* start *
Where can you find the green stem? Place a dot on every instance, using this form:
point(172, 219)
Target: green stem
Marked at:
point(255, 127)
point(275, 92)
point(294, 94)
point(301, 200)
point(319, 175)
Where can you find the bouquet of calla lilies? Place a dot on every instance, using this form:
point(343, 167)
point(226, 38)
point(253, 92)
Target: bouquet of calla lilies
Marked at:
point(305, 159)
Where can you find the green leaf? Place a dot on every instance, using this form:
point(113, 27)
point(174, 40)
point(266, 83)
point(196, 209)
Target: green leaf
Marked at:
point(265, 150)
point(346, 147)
* end *
* [Exercise objective]:
Copy the data from its first line up to and including the line containing "point(319, 175)". Scale every coordinate in the marked answer points by 1.35 and round each to the nearest whole number, rounding halves up. Leave the requests and their sample points unchanged.

* [Finished exercise]:
Where can you find the green stem? Place a dot on every instance, using this form:
point(172, 219)
Target: green stem
Marked at:
point(344, 171)
point(371, 124)
point(397, 127)
point(406, 270)
point(431, 236)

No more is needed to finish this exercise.